**TRY IT**
Your answer should consist only of the lines from the line containing "Target: car tire" through the last line below, each repeated exactly.
:: PROVIDED RECORDS
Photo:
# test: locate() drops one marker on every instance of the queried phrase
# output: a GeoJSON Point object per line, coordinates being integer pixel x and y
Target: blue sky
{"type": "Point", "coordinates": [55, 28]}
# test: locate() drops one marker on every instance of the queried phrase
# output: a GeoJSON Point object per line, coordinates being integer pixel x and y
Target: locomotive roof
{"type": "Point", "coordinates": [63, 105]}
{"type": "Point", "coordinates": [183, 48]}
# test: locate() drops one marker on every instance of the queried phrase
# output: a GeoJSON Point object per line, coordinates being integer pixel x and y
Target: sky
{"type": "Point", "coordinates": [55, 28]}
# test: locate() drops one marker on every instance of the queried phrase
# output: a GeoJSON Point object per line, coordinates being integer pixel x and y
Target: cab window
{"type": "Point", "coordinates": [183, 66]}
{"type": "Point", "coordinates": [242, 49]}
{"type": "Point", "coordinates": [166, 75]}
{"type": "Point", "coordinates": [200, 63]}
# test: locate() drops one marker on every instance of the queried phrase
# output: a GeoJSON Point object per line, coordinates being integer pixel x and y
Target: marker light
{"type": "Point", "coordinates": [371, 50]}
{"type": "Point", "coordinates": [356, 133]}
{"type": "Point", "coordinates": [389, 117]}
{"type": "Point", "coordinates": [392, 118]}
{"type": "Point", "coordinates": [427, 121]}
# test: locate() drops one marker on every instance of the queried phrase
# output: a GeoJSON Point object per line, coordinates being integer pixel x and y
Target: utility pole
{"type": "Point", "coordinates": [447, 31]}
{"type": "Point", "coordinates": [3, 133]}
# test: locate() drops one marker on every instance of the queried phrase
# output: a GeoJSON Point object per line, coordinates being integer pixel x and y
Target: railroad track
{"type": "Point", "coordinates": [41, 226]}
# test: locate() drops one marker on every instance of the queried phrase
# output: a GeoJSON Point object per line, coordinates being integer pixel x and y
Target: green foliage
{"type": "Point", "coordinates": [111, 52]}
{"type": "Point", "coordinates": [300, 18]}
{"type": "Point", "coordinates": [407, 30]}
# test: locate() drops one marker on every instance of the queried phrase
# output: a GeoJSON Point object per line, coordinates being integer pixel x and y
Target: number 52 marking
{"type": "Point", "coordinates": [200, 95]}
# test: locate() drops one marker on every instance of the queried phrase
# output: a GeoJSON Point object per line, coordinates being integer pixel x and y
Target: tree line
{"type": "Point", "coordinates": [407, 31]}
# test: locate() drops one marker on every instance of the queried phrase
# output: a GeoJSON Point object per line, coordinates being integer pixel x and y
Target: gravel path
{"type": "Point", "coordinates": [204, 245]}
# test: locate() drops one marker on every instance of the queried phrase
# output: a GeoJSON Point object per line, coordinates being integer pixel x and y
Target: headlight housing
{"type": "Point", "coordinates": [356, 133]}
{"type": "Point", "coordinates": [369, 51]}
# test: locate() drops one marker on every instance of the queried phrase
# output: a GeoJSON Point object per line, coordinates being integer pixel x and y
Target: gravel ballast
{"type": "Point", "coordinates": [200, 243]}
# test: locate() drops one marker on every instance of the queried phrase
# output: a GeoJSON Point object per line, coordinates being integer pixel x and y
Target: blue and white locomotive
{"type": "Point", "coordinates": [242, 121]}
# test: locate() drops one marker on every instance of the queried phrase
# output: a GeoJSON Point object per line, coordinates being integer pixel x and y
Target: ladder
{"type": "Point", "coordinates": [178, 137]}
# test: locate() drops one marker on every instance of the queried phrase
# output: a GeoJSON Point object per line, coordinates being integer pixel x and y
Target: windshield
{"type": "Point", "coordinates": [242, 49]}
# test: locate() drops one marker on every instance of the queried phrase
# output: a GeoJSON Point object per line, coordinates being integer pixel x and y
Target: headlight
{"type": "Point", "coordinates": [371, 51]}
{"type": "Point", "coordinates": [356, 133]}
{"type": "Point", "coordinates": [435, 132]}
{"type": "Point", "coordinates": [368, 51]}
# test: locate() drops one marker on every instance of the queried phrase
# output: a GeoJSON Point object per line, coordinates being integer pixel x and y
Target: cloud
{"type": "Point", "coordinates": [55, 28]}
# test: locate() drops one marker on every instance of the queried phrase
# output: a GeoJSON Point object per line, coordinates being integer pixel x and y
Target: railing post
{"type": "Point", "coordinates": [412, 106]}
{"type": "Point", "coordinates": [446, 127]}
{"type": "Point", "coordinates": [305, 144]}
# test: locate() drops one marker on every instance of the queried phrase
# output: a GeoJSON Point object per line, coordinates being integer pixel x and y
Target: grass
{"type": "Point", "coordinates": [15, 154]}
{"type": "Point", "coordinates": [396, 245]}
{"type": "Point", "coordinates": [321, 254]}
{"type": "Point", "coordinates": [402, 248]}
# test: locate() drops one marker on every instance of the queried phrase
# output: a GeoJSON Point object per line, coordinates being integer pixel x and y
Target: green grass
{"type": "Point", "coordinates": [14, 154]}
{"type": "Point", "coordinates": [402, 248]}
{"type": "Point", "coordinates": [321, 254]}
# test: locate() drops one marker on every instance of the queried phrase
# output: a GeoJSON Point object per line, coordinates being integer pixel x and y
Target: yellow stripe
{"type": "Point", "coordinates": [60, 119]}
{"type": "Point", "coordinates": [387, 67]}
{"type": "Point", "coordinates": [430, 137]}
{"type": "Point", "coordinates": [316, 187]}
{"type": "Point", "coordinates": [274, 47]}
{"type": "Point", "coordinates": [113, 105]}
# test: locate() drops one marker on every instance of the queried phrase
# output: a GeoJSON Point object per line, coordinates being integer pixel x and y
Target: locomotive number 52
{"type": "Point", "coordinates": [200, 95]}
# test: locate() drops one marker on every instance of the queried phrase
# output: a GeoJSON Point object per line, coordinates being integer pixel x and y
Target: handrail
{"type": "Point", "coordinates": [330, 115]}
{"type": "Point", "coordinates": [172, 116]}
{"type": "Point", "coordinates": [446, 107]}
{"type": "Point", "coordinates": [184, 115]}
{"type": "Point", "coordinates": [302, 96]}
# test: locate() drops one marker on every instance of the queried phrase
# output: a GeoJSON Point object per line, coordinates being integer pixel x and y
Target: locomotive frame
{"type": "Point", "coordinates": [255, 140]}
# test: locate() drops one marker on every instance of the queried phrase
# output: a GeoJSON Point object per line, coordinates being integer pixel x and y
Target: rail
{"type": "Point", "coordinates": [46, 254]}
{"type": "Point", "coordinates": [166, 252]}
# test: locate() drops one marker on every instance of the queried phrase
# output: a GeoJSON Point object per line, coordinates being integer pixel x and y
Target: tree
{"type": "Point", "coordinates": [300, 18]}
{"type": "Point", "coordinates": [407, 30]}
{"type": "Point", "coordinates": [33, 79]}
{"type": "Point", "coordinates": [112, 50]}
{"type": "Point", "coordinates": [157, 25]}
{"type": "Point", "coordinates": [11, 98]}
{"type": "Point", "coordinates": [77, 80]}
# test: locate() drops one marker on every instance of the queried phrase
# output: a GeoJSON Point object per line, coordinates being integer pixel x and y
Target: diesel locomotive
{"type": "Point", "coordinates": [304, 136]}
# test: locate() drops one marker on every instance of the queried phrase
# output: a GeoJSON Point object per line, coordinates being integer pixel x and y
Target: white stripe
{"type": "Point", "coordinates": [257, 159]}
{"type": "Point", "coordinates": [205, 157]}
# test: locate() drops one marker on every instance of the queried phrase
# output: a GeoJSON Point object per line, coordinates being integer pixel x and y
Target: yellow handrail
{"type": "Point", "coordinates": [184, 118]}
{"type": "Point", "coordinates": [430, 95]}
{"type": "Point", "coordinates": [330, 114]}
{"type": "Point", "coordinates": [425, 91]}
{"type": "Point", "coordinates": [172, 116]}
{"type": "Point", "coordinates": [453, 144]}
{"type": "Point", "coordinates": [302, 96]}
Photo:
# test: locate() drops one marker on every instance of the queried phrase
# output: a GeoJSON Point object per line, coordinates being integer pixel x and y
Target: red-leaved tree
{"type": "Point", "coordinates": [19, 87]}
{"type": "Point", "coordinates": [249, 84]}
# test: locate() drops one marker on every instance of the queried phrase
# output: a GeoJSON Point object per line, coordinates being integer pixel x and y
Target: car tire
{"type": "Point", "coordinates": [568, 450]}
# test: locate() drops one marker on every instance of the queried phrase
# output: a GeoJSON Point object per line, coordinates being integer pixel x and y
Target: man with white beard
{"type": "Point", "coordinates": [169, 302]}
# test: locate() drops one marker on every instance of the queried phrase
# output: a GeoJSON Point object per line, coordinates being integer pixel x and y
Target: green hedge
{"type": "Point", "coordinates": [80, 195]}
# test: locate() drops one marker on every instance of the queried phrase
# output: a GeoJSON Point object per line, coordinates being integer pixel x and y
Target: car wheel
::::
**WRITTEN SOLUTION**
Target: car tire
{"type": "Point", "coordinates": [568, 450]}
# test: locate() drops one marker on every instance of the queried phrase
# output: a GeoJSON Point object per line, coordinates being integer pixel x and y
Target: man with white beard
{"type": "Point", "coordinates": [169, 302]}
# test: locate() drops one marker on every instance of the queried phrase
# output: a GeoJSON Point object per line, coordinates being integer pixel x and y
Target: green hedge
{"type": "Point", "coordinates": [80, 195]}
# test: locate() drops one marker on every instance of the queried phrase
# output: a GeoJSON Point object per line, coordinates being integer pixel x and y
Target: car wheel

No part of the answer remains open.